>>>

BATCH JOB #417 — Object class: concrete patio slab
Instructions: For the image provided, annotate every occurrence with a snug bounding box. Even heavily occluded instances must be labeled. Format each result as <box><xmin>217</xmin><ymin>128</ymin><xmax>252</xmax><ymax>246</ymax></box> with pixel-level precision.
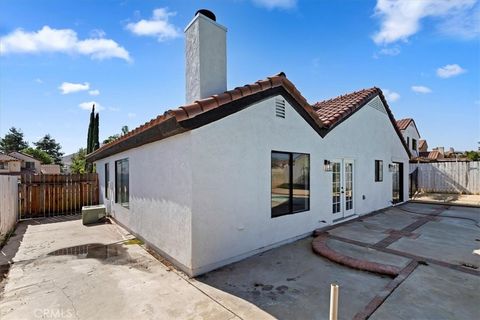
<box><xmin>369</xmin><ymin>265</ymin><xmax>480</xmax><ymax>320</ymax></box>
<box><xmin>388</xmin><ymin>218</ymin><xmax>480</xmax><ymax>267</ymax></box>
<box><xmin>327</xmin><ymin>239</ymin><xmax>411</xmax><ymax>269</ymax></box>
<box><xmin>0</xmin><ymin>218</ymin><xmax>270</xmax><ymax>320</ymax></box>
<box><xmin>197</xmin><ymin>238</ymin><xmax>391</xmax><ymax>319</ymax></box>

<<<

Problem to solve. Please give all the records above as a JSON list of strings, one string per line, with blank lines and pictures left out.

Written answer.
[
  "BATCH JOB #417 — Object class: concrete patio slab",
  "Instructions: For the image provided, annotate every occurrence with a snug bounding box. Even heavily occluded instances must be labeled. Format each result as <box><xmin>217</xmin><ymin>128</ymin><xmax>252</xmax><ymax>246</ymax></box> with pixel-level precision.",
  "<box><xmin>369</xmin><ymin>265</ymin><xmax>480</xmax><ymax>320</ymax></box>",
  "<box><xmin>388</xmin><ymin>218</ymin><xmax>480</xmax><ymax>267</ymax></box>",
  "<box><xmin>327</xmin><ymin>239</ymin><xmax>411</xmax><ymax>269</ymax></box>",
  "<box><xmin>0</xmin><ymin>218</ymin><xmax>270</xmax><ymax>320</ymax></box>",
  "<box><xmin>197</xmin><ymin>238</ymin><xmax>391</xmax><ymax>319</ymax></box>"
]